▶ **DIRECTIONS FOR THIS TASK**:
Count how many lines of the items below contain the string "each", treating uppercase and lowercase as different. Give only that number.

▶ **Collection entries**:
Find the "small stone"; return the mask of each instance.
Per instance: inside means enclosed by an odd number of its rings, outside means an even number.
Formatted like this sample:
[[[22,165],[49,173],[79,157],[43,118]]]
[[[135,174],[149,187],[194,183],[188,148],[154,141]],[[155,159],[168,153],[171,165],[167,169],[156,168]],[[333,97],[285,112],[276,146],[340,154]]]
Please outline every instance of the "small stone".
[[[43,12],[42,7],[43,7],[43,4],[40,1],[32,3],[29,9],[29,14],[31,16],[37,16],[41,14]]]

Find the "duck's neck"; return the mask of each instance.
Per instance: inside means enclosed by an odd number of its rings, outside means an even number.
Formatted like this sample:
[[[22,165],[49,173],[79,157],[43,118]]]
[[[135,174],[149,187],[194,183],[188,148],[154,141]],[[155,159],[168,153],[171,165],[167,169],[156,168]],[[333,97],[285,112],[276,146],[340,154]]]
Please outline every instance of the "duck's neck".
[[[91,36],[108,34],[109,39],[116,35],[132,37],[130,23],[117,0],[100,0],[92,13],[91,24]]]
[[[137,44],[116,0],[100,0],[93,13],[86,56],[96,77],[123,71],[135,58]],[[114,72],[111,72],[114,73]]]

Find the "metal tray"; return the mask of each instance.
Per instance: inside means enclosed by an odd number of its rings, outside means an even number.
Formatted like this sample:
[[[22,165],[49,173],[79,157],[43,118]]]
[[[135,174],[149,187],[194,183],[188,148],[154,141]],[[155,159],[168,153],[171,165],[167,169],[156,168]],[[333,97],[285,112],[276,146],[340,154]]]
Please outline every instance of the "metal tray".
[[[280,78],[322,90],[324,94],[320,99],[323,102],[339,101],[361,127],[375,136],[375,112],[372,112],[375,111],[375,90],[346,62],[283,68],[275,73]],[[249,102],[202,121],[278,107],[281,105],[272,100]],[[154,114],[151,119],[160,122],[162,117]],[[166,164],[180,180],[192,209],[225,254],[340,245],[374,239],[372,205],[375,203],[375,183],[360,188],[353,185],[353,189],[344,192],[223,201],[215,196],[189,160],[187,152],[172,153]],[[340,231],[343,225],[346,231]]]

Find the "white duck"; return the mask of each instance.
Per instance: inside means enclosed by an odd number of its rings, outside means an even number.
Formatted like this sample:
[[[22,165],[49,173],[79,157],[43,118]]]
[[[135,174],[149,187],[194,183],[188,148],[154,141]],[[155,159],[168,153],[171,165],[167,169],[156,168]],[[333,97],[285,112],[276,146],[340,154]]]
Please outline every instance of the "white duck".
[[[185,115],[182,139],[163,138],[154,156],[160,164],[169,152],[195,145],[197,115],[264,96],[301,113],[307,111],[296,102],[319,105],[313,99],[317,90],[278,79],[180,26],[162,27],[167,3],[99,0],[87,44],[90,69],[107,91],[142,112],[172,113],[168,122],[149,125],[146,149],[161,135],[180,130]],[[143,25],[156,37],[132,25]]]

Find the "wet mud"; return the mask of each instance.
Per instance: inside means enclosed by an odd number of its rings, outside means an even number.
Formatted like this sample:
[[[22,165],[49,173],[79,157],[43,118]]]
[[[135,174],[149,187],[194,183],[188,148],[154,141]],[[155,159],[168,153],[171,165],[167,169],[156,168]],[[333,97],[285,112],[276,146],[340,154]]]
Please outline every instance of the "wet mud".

▶ **TASK ANSWER**:
5